- _WHAT YOU WILL DO_:
• 1. In the CQRS article, what two parts does CQRS split the model into?
• 2. Pick up the CQRS article after its last sentence and keep writing it.

- _TEXT EXCERPT_:

How to make simple CQRS implementation without Event Sourcing

Here I will try to describe the concept of CQRS without event sourcing based on some other principle instead. The concept to organise your data and messages to create scalable and reliable CQRS/Messaging-based architecture without additional complexity from event store.


At first here is small introduction on what SQRS is. I suppose you are familiar with MVC model and use it on daily basis. And i suppose you understand benefits of separation your code into separate modules.

CQRS – Command-Query Responsibility Segregation. CQRS just separates model into 2 separate parts – READS model and WRITES model. They also can be referenced as Query model and Command model.

You might find some more complex definitions all over the internet, but actually all other patterns are additional. Just separating model into queries and commands makes it CQRS. Segregation must be clean so commands can’t query data.

More links to read about CQRS: Clarified CQRS / The list of SQRS resources


The most natural addition to CQRS is eventual model (but even this is not obligation). When you send command you expect to dive into asynchronous world because processing could take some time on server. And beside ‘async’ lets remember some other words – distributed systems, cloud synchronisation, sharing, eventual consistency, concurrent access. Even if you think that now nothing from this list is close to your application’s field – very soon it will be there.

So i say yes to messaging: you can add persistent queues of messages into CQRS scheme.

CQRS Events queues scheme

Serialized commands go into message queues to different locations – it can be local cache or several services on server side. Message queues can have local journaling to prevent message loss. For example, if you send data to server and there was no connection – the messages will be stored locally. And finally when you restart the application the queue will be reexecuted.

Cache db / reporting database (this could be some key-value storage or just memory cache inside client application) is primary source for query interface. When you pass some command for execution you can inform cache simultaneously (also through event queue) that you have some changes coming.


The most documents about SQRS refer to Event Sourcing as must-have feature in additional to SQRS. I don’t think so. This concept fits well into eventual model, but if we affect ‘client state’ of application (ui, inner cache, etc) only through event listener – its not yet Event Sourcing. Even more – “event sourcing is a completely orthogonal concept to CQRS” (source). Definition is the following:

Storing all the changes (events) to the system, rather than just its current state.

So this is method of storing business data as sequence of modification events. For some cases its very useful as you can restore object state at any point in history but generally its not must-have feature. This is actually the problem of how to store your business data. And decision use it or not comes from business domain. There is considerable overhead from using it as you have to restore final state for each object every time, you need more storage to keep all events and processing inside query model will be more complex to maintain. Often you need to make snapshots to make it run fast enough.

[Dataset rows]

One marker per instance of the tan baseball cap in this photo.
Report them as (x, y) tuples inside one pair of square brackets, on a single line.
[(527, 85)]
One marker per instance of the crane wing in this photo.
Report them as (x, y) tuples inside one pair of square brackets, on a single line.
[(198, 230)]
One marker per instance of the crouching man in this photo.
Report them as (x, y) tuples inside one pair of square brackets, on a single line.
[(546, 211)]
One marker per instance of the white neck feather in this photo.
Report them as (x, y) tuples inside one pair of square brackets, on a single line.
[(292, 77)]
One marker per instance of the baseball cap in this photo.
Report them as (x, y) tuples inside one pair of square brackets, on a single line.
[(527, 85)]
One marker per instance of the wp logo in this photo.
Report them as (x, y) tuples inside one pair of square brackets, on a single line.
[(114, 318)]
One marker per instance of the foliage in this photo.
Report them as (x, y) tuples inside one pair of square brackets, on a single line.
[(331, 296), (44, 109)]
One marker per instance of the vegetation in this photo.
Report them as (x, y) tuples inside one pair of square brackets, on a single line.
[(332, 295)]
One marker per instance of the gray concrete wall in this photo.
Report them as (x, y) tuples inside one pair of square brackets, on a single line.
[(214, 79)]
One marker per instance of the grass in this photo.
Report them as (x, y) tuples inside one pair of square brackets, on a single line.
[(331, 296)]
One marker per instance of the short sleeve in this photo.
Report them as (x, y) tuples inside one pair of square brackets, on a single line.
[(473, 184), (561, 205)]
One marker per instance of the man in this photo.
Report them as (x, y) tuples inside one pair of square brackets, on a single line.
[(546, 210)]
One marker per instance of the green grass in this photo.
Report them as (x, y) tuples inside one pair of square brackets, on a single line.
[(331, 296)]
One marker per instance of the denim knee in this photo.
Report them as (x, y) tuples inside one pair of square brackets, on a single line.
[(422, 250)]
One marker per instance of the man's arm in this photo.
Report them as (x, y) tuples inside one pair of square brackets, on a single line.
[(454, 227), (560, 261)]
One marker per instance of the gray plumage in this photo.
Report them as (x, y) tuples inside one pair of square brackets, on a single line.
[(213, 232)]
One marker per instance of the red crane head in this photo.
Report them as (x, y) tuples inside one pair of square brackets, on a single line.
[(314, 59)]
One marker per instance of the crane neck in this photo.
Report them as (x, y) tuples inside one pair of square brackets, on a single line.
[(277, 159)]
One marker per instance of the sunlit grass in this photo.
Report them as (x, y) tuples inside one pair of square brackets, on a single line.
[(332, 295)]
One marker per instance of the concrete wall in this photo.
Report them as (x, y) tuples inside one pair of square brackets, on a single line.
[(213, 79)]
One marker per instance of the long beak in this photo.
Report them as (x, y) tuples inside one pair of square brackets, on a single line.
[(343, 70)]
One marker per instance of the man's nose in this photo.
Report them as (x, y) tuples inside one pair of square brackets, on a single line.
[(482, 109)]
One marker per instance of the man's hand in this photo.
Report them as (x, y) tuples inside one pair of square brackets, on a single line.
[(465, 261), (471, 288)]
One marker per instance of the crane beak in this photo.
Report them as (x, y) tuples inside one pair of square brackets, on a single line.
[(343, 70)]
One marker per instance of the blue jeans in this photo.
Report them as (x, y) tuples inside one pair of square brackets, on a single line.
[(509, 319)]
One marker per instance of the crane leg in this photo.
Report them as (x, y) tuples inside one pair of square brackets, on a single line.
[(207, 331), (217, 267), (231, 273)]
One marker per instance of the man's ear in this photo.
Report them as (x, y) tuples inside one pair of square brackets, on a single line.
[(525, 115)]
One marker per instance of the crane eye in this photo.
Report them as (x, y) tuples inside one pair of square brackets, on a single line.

- _RESPONSES_:
• 1. A READS model and a WRITES model, also called the Query model and the Command model.

• 2.
At first you think that event sourcing is simple and easy model – but in most cases it is ugly way (imho). When you interact with objets in real world you don’t need whole history on each of them. Only one exception is finance transaction list from your credit card – but its rare case. The most of your objects don’t require stored events of modification as separate instances (we still can store this information in some logs).

There was some discussion on distributed podcast telling CQRS might bring +30% of developing time and sure this is critical if there are no really large benefits from it. BUT, Imho, all this talks are more about EVENT SOURCING. Implementation of basic CQRS is not so complicated (and you event don’t have to use messaging), but the switch to ‘data combined from events’ concept is much more complex for your developers to handle. So the idea is to replace event sourcing principle with some other simple concept to make life easy.

But what instead of event sourcing? Im going to present some solution here but first lets review what problems we are going to solve. I see now (2014) that basic scheme of interaction for client-server application is evolving to this:

Evolution of client-server scheme

Now, instead of simple client-server pair, we have several client devices with ability to sync data and several nodes of distributed server system.

Here we can make one more crucial decision – decide where your system stands in CAP theorem – AP or CP. This is a business choice. And you can still do CQRS in full CP way, but i think today Eventual consistent systems are more attractive. So here we are talking about them. Note that on server side of cluster still can be CP parts – like etcd syncing of cluster configuration or MongoDb sharded cluster.

I will go even further – lets assume we have 2 datacenters and replicate data between them (you can just create 2 droplets in digital ocean to emulate this situation without any effort). Lets assume you have mongo cluster as storage in each of them to hold your data.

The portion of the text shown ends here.